* Exercise
Can you update the entries below so that every "Cam-trap alert" reads "Camera-trap alert", with nothing else changed?

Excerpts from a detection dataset

* * *

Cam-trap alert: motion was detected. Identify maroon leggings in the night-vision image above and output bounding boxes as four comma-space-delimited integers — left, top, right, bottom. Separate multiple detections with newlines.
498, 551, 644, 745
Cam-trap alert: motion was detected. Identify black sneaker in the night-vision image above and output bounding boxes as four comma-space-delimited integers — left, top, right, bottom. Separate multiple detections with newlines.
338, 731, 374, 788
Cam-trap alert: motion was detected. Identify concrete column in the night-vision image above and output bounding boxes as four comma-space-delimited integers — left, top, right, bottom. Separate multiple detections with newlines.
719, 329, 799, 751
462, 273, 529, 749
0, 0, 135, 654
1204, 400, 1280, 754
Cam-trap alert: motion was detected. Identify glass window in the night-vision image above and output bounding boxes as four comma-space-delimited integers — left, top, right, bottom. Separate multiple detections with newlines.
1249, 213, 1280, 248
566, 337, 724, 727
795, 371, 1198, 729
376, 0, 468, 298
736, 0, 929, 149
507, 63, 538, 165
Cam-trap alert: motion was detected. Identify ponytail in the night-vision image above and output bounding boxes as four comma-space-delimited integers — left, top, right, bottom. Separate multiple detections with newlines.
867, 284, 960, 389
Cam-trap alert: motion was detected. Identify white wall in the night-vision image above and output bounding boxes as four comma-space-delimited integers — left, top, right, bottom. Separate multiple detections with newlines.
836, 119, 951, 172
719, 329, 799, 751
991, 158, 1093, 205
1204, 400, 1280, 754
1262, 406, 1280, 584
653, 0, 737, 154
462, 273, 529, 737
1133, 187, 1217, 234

* * *

* Output for this exercise
Camera-trap alert: motion was detected. Identify maroon leggings in the night-vision image above and output bounding boxes as four comma-space-delimited integers — left, top, right, bottom. Separate multiple detections with newlines.
498, 551, 644, 745
Camera-trap alert: motion was detected. Identify black sneaker in the night-vision image above and output bounding boxes as four comma-space-delimited integers — left, top, right, bottom. Separate multiple detections with newlines.
338, 731, 374, 788
Camera-trap alert: motion was detected. Identify concrete column in the night-vision image above and output bounding boxes as four comma-space-delimited integers — left, top, right, bottom. Separate multiple detections with newlines.
719, 329, 799, 751
462, 273, 529, 749
0, 0, 135, 654
1204, 400, 1280, 754
Camera-trap alert: motion was detected. Identify glass window in the night-vision image above and output bounding boxes as four comma-space-delimited integers — left, top, right, bottom. Separate multiple detections with newlines.
1249, 213, 1280, 248
566, 337, 724, 727
795, 371, 1198, 729
376, 0, 468, 298
736, 0, 929, 149
507, 63, 538, 165
Camera-trap alert: motion was detected. Identify ponytail in the night-vision image above and output bounding boxes as four comma-space-delimited integers — left, top, right, bottom. Separate multiple detections with newlines.
867, 284, 960, 389
Camera-trap alert: motion was detected. Identify white wall in the night-vision image above and output bounding boxes as four comma-space-delimited integers — left, top, right, bottom. Separate multiple detections with newlines.
836, 119, 951, 172
719, 329, 799, 751
991, 158, 1093, 205
1204, 400, 1280, 754
1262, 406, 1280, 584
653, 0, 737, 154
462, 273, 529, 737
1133, 187, 1217, 234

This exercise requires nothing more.